It was loud and confusing as he tried to listen to them debate what the town needed most — water, electricity, a police station.

"I want to hear everything you have to say. But I can only understand one of you at a time," Hoffman said through a translator.

Hoffman would later learn from culture and language instructors that he had made a serious error by seeming to dishonor the elders by quieting the debate. That could make villagers refuse to aid his troops — or even aid Taliban insurgents.

But this was not Afghanistan. And on this day there would be no retaliation. This was just practice.

The training takes place in the Mojave Desert at the Marine Corps Air Ground Combat Center. It aims to give troops deploying to Afghanistan a preview of not only the terrain but also the culture and customs. Helping out with the training are native Afghans under contract with the military.

"When the Marines first come here, they don't know anything," said Ahmed Mansur, one of the Afghan trainers. "They don't know how to talk to the village elder. They don't know they can't search the mosque. They don't know you can never talk to a woman."

● Exercise tasks
1. According to the passage about Marine training in the Mojave Desert, why was Hoffman's quieting of the debate a serious error?
2. Write the next part of the passage about Marine cultural training in the Mojave Desert, starting after its final sentence.
The lines that follow are separate material and are not part of the passage about Marine training.

● Raw data
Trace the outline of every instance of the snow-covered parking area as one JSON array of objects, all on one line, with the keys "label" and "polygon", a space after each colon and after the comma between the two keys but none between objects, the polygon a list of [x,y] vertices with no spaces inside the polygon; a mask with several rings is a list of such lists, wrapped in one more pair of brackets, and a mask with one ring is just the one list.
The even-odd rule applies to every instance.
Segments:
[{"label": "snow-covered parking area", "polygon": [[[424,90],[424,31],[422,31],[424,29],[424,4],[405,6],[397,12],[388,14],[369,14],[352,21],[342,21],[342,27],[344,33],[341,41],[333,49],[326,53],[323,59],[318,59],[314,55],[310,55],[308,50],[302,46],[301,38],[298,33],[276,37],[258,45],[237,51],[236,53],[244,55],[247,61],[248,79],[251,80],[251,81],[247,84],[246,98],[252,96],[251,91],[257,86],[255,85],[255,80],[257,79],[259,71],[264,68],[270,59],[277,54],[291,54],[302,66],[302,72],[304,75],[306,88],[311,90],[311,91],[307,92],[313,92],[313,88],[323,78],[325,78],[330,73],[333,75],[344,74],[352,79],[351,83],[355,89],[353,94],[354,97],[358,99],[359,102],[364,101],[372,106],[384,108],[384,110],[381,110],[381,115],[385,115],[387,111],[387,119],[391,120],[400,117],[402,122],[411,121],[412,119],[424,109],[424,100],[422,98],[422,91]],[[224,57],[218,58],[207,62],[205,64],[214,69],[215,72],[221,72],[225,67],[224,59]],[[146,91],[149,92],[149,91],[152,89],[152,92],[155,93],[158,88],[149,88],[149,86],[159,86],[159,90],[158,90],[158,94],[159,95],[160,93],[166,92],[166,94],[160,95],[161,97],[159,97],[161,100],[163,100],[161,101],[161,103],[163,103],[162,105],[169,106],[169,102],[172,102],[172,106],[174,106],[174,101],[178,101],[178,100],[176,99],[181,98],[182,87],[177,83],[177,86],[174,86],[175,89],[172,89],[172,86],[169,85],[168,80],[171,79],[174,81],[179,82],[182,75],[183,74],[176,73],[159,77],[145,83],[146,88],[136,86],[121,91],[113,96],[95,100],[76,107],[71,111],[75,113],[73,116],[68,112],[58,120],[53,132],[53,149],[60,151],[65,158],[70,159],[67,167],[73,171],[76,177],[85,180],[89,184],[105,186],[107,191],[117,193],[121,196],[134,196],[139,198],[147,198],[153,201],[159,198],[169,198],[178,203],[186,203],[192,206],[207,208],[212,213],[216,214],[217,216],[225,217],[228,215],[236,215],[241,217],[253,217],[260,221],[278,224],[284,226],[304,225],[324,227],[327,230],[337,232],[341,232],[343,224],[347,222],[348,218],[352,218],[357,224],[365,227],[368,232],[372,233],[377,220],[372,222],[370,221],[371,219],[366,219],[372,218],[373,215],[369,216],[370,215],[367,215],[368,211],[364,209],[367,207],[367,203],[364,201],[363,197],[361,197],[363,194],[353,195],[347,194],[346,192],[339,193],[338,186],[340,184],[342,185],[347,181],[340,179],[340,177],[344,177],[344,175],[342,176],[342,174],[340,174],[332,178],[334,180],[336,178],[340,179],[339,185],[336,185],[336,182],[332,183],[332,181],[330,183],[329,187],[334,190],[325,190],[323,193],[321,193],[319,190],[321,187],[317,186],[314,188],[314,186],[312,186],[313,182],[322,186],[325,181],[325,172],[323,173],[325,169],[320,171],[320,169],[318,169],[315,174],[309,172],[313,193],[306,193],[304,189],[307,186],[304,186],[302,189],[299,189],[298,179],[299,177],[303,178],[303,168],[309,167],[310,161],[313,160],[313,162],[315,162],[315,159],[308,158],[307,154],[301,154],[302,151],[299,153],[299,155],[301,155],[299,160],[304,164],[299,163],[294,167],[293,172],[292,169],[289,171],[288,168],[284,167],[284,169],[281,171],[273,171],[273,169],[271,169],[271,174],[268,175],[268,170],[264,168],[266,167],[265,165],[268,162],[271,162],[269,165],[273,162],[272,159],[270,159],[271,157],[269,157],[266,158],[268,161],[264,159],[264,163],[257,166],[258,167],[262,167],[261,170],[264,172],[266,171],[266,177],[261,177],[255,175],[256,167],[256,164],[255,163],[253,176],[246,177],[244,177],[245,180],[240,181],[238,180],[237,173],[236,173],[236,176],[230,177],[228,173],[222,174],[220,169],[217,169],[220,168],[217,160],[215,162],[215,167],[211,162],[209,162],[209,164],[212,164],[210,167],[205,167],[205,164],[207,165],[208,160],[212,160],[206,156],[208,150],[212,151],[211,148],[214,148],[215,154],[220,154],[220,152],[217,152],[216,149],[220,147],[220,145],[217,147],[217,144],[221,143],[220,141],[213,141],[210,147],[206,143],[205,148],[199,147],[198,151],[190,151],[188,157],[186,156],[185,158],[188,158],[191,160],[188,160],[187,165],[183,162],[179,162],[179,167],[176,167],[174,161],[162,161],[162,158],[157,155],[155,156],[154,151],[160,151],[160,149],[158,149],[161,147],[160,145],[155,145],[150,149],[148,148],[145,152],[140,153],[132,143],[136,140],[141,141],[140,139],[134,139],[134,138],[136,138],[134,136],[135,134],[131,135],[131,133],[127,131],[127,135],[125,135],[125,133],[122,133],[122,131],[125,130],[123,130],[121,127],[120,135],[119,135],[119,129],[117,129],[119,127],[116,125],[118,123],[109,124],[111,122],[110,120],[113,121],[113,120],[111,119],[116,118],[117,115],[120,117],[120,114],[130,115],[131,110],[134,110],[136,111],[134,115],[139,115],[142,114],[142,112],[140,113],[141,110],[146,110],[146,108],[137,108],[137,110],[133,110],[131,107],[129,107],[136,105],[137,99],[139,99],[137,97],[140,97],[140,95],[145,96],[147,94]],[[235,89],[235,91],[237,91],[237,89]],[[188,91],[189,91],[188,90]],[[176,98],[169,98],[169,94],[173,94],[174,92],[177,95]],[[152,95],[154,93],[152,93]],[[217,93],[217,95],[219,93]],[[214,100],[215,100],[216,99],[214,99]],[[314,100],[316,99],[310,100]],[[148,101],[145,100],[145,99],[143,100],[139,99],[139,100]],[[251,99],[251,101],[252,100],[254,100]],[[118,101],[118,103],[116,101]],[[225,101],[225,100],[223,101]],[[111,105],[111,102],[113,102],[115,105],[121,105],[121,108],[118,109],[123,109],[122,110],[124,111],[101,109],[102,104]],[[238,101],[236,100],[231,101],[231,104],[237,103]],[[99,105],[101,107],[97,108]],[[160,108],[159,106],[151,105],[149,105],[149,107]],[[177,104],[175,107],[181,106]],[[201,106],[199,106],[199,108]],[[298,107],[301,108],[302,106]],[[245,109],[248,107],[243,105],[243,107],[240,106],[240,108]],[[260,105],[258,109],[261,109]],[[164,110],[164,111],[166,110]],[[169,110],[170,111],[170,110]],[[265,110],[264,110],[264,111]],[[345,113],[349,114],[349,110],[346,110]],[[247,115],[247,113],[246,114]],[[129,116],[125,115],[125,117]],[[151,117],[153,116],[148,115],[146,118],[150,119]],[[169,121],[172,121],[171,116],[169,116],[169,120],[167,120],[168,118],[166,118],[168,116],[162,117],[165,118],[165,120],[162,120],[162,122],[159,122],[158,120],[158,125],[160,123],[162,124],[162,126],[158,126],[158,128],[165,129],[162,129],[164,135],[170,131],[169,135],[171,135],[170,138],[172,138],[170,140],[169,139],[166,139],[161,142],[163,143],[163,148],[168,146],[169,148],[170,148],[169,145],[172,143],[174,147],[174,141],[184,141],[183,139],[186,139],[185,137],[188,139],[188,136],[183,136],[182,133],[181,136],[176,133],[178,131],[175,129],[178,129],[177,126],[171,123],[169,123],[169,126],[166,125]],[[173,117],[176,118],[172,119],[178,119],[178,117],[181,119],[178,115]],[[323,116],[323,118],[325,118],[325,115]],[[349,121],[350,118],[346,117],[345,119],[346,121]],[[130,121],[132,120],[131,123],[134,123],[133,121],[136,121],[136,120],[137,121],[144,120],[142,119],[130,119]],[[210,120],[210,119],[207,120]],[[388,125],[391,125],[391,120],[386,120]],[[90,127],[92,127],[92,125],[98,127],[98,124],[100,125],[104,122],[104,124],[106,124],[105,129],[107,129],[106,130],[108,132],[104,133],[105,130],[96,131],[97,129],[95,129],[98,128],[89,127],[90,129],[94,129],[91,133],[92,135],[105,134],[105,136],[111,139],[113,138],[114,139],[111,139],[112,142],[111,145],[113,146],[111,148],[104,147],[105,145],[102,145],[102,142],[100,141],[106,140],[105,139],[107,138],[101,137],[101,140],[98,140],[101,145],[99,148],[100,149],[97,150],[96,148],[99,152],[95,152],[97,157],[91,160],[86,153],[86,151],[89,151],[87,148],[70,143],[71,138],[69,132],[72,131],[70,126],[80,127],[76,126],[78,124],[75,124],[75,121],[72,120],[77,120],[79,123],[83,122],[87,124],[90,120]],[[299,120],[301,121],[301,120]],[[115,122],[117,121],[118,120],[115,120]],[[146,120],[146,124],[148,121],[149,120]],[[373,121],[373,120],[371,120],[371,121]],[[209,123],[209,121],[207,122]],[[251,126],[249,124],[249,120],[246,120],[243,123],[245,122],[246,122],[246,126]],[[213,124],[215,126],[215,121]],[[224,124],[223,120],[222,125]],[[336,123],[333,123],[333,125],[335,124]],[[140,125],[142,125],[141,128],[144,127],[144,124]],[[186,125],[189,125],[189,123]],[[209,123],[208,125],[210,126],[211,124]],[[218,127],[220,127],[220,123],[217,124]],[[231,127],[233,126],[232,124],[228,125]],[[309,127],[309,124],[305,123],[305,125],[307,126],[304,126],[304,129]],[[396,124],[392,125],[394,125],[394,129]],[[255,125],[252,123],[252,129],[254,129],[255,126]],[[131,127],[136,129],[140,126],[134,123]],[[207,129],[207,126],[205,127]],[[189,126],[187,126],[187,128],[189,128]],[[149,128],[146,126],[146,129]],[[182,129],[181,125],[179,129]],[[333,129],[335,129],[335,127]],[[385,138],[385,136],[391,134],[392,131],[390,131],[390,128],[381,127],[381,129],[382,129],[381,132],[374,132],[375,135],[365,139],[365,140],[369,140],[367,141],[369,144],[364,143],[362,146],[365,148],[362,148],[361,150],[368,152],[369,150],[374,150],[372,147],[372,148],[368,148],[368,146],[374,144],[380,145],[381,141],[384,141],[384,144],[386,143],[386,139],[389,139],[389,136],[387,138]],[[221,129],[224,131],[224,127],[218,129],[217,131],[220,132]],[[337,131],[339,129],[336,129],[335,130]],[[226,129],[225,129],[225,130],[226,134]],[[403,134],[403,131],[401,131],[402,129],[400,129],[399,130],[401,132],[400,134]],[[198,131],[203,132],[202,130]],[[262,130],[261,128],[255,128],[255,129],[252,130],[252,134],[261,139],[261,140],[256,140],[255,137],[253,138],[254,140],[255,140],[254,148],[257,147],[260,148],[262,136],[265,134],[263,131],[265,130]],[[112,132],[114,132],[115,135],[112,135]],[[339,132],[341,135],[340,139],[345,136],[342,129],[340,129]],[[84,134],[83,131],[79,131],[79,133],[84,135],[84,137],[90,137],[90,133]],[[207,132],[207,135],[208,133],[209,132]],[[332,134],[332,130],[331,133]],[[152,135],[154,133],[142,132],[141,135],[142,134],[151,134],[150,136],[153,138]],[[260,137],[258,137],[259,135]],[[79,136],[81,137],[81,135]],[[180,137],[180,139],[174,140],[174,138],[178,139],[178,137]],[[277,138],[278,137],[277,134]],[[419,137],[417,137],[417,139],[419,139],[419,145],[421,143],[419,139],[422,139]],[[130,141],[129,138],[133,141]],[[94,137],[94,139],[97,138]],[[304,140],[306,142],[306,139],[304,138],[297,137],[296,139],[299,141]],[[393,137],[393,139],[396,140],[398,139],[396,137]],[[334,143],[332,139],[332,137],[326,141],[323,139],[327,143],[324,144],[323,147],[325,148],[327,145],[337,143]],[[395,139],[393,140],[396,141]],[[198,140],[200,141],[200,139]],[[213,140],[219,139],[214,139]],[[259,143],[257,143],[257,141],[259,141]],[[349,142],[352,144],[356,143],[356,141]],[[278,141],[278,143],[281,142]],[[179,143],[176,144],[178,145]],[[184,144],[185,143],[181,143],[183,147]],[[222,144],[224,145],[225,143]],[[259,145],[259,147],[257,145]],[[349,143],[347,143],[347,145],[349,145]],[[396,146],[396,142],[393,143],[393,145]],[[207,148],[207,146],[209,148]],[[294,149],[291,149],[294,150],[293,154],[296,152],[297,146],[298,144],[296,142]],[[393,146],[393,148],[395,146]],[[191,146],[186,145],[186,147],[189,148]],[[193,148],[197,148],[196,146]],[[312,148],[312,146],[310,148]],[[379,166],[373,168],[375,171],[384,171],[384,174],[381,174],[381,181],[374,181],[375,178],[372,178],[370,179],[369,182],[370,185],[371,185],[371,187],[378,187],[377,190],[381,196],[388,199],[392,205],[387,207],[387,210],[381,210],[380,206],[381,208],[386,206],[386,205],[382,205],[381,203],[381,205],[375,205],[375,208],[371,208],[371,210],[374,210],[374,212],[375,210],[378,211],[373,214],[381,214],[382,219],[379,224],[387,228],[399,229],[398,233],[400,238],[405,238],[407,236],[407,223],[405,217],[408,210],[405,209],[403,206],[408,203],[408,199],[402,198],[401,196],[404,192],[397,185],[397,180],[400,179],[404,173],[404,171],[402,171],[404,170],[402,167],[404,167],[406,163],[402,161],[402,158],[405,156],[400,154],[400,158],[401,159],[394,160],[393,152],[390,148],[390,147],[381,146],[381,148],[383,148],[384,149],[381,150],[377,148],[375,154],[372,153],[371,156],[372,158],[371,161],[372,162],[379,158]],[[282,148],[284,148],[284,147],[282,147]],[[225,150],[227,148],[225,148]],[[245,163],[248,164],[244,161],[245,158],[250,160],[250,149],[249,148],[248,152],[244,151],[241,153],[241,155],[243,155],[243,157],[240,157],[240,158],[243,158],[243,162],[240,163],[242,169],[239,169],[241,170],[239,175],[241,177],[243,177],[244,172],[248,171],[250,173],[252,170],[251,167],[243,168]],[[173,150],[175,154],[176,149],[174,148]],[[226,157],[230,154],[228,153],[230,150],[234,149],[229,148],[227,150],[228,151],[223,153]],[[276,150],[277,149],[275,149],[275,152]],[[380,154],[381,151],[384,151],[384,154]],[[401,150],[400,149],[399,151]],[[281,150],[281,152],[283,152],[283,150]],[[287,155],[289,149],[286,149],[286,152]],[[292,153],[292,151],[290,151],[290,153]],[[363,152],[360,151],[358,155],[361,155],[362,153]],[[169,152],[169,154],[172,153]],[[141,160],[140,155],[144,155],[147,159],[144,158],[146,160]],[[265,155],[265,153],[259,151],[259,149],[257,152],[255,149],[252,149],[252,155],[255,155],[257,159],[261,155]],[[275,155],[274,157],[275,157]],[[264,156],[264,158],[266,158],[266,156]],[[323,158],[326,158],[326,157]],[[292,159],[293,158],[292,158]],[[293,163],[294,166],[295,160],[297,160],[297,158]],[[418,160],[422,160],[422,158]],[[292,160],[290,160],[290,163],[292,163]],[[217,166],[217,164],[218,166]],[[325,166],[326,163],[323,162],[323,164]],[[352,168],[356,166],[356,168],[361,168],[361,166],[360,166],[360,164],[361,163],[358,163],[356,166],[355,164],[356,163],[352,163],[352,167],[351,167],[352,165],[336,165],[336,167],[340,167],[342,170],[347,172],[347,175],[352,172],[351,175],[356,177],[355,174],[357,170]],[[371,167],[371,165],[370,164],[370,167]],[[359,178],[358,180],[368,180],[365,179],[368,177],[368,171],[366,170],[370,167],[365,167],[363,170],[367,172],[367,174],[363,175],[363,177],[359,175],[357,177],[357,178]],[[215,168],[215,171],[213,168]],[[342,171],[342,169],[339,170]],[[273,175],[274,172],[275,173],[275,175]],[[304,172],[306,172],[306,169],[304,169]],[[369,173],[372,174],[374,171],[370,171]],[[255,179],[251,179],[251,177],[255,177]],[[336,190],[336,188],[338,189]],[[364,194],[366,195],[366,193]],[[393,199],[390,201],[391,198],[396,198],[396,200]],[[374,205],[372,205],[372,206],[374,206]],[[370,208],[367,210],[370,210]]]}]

● Answers for the exercise
1. By quieting the debate, Hoffman seemed to dishonor the village elders. That could lead villagers to refuse to aid his troops or even to aid Taliban insurgents.

2.
The program takes a page from the Marine Corps' Iraqi program, which features towns filled with role players who replicate Iraqi life.

Maj. Matt Good, the operations officer for urban warfare training at the base, said events occurring in Afghanistan — from car bombings to Taliban attacks on outposts — are put immediately into the combat training scenarios.

Useful, too, is the American experience with Afghan villagers, many of whom have either had no previous contact with coalition troops or have been made promises by troops that never came to fruition.

So the training exposes Marines to everything from drinking tea with village elders to learning how to search people.

"If we don't have street credibility, we are much less effective," Good said.

The village, known as Doab, isn't modeled on any specific place. But it includes what Marines might find in a typical village in southern Afghanistan, such as a mosque and farm houses and bullet-riddled, burnt-out cars that litter the streets.

At one point in the training, Hoffman walked through the village surrounded by his men, but without his rifle. It was something he would have done in an Iraqi village to show townspeople he felt secure. But in Afghanistan, trainers told him, it makes him a target for insurgents.

"You're going to see mistakes here. We need to make mistakes so we can learn from them," said Hoffman, 31, of Naperville, Ill.